__WRITTEN REQUEST__. Turn the material below into a two-column CSV with the headers text and answer. Give one row per text-and-answer pair, put each value in a single quoted field with line breaks changed to spaces, and leave out the pictures.

__THE DATA__.
──────────
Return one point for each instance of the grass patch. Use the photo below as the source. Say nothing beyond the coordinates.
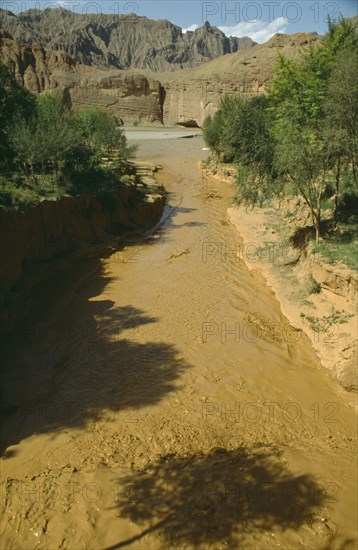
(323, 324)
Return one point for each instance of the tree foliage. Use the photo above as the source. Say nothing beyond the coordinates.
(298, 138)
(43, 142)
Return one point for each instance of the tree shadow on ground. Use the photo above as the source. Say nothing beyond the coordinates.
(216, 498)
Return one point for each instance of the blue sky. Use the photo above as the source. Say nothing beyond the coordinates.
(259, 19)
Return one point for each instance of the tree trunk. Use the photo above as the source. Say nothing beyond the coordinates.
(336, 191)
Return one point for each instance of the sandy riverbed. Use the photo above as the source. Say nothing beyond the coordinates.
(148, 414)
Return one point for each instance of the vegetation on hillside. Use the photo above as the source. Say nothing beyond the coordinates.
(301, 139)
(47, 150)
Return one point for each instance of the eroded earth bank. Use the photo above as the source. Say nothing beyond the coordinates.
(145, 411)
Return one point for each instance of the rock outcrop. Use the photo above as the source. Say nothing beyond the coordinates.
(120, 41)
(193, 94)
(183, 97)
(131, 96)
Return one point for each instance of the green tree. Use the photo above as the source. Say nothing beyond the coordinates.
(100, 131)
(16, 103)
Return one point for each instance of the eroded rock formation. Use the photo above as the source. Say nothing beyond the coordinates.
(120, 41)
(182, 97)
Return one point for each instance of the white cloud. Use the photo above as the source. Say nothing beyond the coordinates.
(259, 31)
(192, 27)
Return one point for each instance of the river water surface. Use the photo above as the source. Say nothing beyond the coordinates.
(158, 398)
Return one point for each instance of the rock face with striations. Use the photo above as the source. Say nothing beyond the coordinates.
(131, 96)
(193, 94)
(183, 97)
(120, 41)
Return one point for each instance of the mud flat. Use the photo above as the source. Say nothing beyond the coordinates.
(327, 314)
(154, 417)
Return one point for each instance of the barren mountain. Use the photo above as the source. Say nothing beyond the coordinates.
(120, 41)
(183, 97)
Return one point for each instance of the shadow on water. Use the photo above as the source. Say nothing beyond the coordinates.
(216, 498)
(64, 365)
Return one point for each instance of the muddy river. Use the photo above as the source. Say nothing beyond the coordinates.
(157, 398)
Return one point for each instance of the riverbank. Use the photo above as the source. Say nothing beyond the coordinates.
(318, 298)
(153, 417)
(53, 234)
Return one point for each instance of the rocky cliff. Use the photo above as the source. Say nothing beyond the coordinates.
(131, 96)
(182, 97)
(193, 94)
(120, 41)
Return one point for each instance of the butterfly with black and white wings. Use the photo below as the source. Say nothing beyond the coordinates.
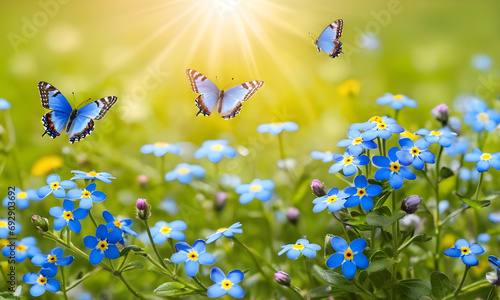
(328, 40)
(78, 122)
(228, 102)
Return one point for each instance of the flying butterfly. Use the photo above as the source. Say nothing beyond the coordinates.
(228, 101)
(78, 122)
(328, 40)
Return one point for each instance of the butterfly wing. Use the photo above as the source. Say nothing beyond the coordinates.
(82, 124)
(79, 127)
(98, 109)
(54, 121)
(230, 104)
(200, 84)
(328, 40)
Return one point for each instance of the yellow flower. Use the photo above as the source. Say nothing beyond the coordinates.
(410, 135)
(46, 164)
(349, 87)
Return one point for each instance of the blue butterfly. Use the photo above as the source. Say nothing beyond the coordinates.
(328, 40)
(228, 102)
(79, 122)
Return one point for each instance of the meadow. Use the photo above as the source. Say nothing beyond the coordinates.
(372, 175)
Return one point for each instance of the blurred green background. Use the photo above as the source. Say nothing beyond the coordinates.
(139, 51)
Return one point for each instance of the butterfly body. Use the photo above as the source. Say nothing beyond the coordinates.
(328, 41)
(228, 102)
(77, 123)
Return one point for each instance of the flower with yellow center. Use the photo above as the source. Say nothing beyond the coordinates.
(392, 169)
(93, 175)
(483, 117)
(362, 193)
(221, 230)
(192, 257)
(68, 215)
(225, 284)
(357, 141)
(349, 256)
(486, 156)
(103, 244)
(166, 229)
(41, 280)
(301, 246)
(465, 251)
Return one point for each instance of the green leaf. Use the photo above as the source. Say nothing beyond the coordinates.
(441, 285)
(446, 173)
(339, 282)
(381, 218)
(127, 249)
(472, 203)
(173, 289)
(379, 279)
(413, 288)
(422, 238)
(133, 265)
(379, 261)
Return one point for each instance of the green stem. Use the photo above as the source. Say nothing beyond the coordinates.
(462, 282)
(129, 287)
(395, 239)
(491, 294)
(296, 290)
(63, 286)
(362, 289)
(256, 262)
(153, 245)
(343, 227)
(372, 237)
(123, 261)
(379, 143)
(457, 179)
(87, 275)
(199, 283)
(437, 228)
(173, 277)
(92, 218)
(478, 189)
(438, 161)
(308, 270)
──────────
__EXPECTED ANSWER__.
text,answer
"Return one point for each instance of the grass patch. Use the photo below as the source. Say nothing beyond the coordinates.","(323, 324)"
"Return one point for each instance of the tree foliage. Use the photo above as the source. Say nothing beyond the coordinates.","(298, 138) (43, 142)"
"Return one point for each instance of the tree shadow on ground. Use the photo above as the source. Say nothing beyond the coordinates.","(216, 498)"
"Return one point for each instance of the blue sky. Use the photo above as the source. Say nothing beyond the coordinates.","(259, 19)"
"Return one point for each instance of the tree trunk. Use the photo above as the source. Say nothing beyond the coordinates.","(336, 191)"
"Return one point for each instance of the sandy riverbed. Use the photo above as the source. Say nothing beyond the coordinates.","(148, 414)"
"Return one point for each instance of the vegetation on hillside. Use the photo above as the source. Say nothing beyond the coordinates.","(301, 139) (47, 150)"
"Return one point for each instance of the eroded earth bank. Use the photo above as the source. Say nothing beyond the coordinates.","(145, 411)"
"Return one point for each instance of the rock outcrop. Use the photo above as the source. Say nothing beyond the coordinates.","(120, 41) (193, 94) (183, 97) (131, 96)"
"Return one point for each instance of the green tree. Use the photo above as the source. Say nothing beyond the coordinates.","(100, 131) (16, 103)"
"Return one point for each instance of the eroded rock formation. Use the photo above as the source. Say nothing beyond the coordinates.","(120, 41) (182, 97)"
"Return one point for each instance of the white cloud. Use the photo above as the source. Say nothing beyond the coordinates.","(259, 31) (192, 27)"
"Return one point for each instance of the river water surface. Use the photo above as the source. Say nothing beyond the coordinates.","(158, 398)"
"Return one point for each instance of the rock face with striations. Use the photo above as the source. Say nothing beyond the coordinates.","(131, 96) (193, 94) (183, 97) (120, 41)"
"Return one point for each instance of the mud flat. Use the photo above as the source. Say nothing beyond the coordinates.","(327, 314) (154, 417)"
"Return one point for each instance of the barren mountain. Use the photo above as the source. Say nothing beyond the coordinates.","(120, 41) (183, 97)"
"Return one point for each instance of the shadow on water. Use the photo above as the source. Say nothing beyond the coordinates.","(216, 498) (64, 365)"
"Return one point for each instance of the muddy river. Use the photo above as the source. Say nothing beyond the coordinates.","(157, 398)"
"Return one point for each instance of the riverbank. Use the photo above as the source. Say nothing beyond the coordinates.","(318, 298) (153, 417) (53, 234)"
"Return one point for each instance of the rocky cliff. Use the photo above as the source. Say nothing beyond the coordinates.","(131, 96) (182, 97) (193, 94) (120, 41)"
"Return one point for each instance of the butterfly with black and white wings. Use the photo below as the source. Say nothing beyond the coordinates.","(328, 40) (78, 122) (228, 102)"
"Return one point for each instance of the flying butterfly. Use the photo above as the source. Say nothing beyond the coordinates.","(228, 101) (78, 122) (328, 40)"
"Return one point for each instance of the butterfly wing. Use the photo above as the source. Say nothing beyond the coordinates.","(82, 124) (79, 127) (98, 109) (54, 121) (230, 104) (200, 84) (328, 40)"
"Return one point for each instance of the yellow flower. Use the photo above as the source. Say nothing beyond the coordinates.","(410, 135) (46, 164) (349, 87)"
"Return one point for each instance of the blue butterfly. Use the photo above as the source. Say nothing beyond the coordinates.","(328, 40) (228, 102) (79, 122)"
"Return one point for each instance of the meadow. Use the photo above as the source. Say nothing beyond the coordinates.","(372, 175)"
"Return one point for each instance of the blurred green background. Use the photo above as the source. Say nothing beyond the coordinates.","(139, 51)"
"Return one point for each instance of the butterfly body. Use the photo above as the source. Say nothing beyond the coordinates.","(328, 41) (228, 102) (77, 123)"
"Return one point for each instance of the flower with yellow center. Use the photo above as the source. Say nothing beyond the coordinates.","(392, 169) (93, 175) (483, 117) (362, 193) (221, 230) (192, 257) (68, 215) (225, 284) (357, 141) (349, 256) (486, 156) (103, 244) (166, 229) (41, 280) (301, 246) (465, 251)"
"Return one point for each instance of the green leaf. Use the photo above as the source. Say nothing beyond the coordinates.","(441, 285) (446, 173) (339, 282) (381, 218) (127, 249) (472, 203) (173, 289) (379, 279) (413, 288) (422, 238) (133, 265) (379, 261)"
"Return one point for each instance of the green stem. Use the photo above as the source. Say nothing beyond the coordinates.","(462, 282) (129, 287) (395, 239) (491, 294) (296, 290) (63, 286) (362, 289) (256, 262) (153, 245) (343, 227) (372, 237) (123, 261) (379, 143) (457, 179) (87, 275) (199, 283) (437, 228) (173, 277) (92, 218) (478, 189) (438, 161) (308, 270)"